(Location identification items)
↓↓↓
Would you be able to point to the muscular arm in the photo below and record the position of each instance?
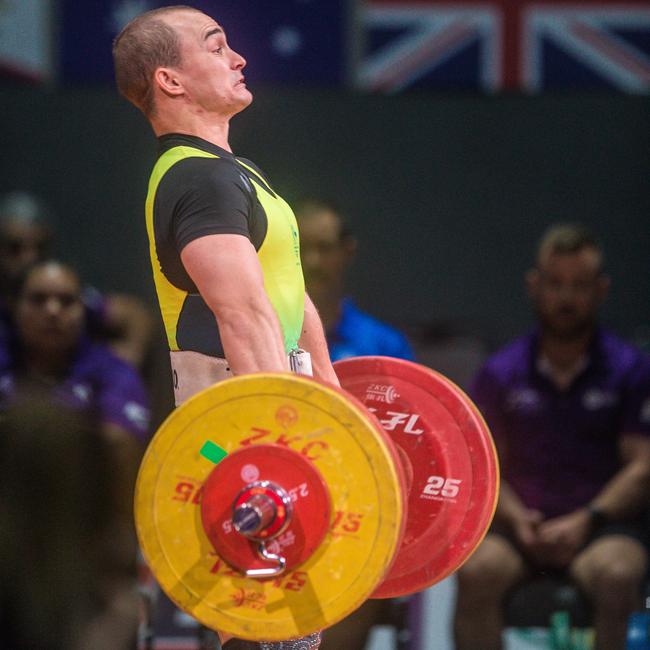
(627, 492)
(313, 340)
(227, 272)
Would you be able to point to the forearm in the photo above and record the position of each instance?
(627, 492)
(313, 341)
(252, 339)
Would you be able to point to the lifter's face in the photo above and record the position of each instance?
(210, 75)
(567, 289)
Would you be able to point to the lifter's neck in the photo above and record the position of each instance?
(188, 123)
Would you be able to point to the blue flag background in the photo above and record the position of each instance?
(282, 40)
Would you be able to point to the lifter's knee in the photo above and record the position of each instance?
(494, 568)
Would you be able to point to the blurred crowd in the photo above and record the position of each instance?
(82, 388)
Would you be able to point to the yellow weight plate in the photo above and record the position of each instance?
(352, 455)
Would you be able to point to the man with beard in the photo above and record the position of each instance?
(569, 407)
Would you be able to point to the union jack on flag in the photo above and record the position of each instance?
(504, 44)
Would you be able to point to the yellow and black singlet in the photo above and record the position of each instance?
(198, 189)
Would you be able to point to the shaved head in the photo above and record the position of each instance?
(146, 43)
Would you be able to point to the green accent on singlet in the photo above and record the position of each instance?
(279, 255)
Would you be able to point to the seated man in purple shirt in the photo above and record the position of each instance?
(569, 408)
(27, 234)
(51, 357)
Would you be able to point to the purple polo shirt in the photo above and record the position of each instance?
(559, 448)
(97, 381)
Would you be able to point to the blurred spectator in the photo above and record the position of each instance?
(569, 407)
(327, 248)
(58, 588)
(51, 355)
(27, 232)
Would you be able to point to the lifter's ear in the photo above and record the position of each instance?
(168, 81)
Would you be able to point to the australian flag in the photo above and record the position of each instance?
(504, 44)
(283, 41)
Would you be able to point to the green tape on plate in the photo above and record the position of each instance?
(213, 452)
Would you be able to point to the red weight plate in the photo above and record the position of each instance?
(288, 469)
(454, 468)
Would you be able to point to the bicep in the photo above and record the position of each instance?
(225, 269)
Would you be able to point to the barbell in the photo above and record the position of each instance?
(270, 506)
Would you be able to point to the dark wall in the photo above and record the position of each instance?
(447, 195)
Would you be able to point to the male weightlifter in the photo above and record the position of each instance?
(224, 246)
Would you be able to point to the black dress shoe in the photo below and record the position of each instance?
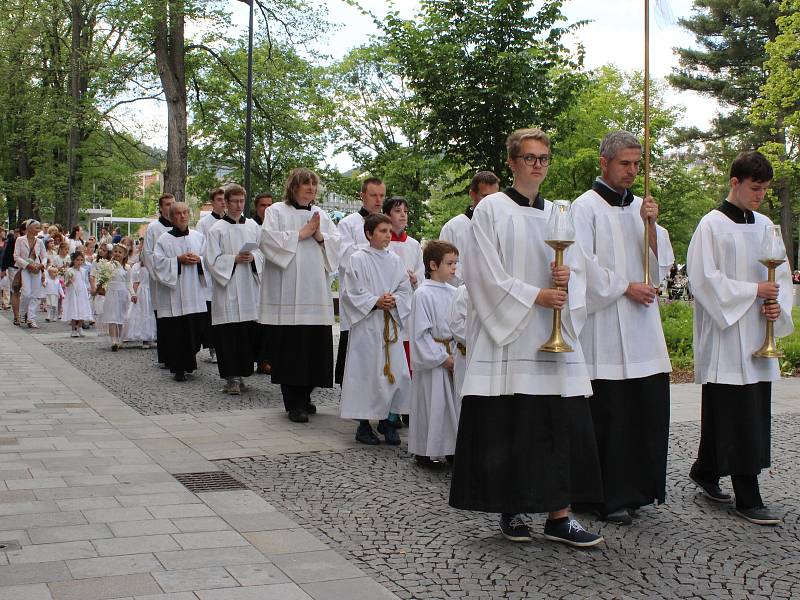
(711, 489)
(298, 415)
(760, 516)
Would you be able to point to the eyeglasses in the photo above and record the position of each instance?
(532, 159)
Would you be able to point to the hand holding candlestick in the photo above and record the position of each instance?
(560, 236)
(773, 255)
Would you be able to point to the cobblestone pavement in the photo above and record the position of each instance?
(392, 520)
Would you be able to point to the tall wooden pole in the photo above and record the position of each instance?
(646, 249)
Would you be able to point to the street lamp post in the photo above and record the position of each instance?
(248, 143)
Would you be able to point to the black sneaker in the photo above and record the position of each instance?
(710, 488)
(386, 429)
(569, 531)
(760, 516)
(365, 435)
(514, 528)
(298, 415)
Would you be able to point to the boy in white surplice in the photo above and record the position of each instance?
(434, 408)
(377, 296)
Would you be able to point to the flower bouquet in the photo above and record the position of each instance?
(104, 270)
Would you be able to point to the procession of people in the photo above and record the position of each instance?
(444, 336)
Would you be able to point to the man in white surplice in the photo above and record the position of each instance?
(217, 199)
(378, 298)
(178, 266)
(730, 288)
(234, 262)
(623, 340)
(352, 238)
(151, 235)
(525, 442)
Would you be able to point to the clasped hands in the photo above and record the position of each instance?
(311, 229)
(556, 297)
(768, 290)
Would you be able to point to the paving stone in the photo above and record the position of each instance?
(243, 502)
(284, 541)
(280, 591)
(110, 515)
(47, 535)
(34, 573)
(51, 552)
(104, 588)
(194, 524)
(213, 557)
(113, 565)
(325, 565)
(348, 589)
(149, 527)
(259, 574)
(33, 591)
(210, 539)
(135, 545)
(195, 579)
(175, 511)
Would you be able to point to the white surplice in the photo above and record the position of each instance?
↑↑↑
▸ **Your task**: Take the line with "Would you be able to point to the street" and all lines after it to the last line, and reproduce them exactly.

▸ **Problem solution**:
Would you be able to point to the street lamp post in the photo above and record the position of each instance?
(248, 143)
Would you be able to point to the black sneaker in the photo above and record the position of each instance?
(710, 488)
(386, 429)
(569, 531)
(760, 516)
(365, 435)
(514, 528)
(298, 415)
Would you be able to point to the boy in white surplice in the photo above and record the position of each instance?
(434, 408)
(377, 296)
Would you be able to point to the flower bouquet in the photo above and record the position of each instance?
(104, 270)
Would you be able to point to the procession of people in the photo above and record the position of each instance?
(444, 336)
Would you be able to point to the man in white surplice in the photo above and record the position of each instance?
(217, 199)
(378, 298)
(178, 266)
(730, 288)
(234, 262)
(623, 340)
(352, 238)
(151, 235)
(525, 442)
Would you be able to point to the clasped hands in the photo above and record the position of each instance?
(311, 229)
(556, 297)
(768, 290)
Would you be able to point to the paving stone in the photo above and record the position of each instance?
(243, 502)
(284, 541)
(280, 591)
(110, 515)
(47, 535)
(34, 573)
(51, 552)
(104, 588)
(194, 524)
(213, 557)
(113, 565)
(325, 565)
(348, 589)
(149, 527)
(259, 574)
(33, 591)
(210, 539)
(135, 545)
(195, 579)
(175, 511)
Would you be able to point to the white surplice in the photo above and record the position of each instance?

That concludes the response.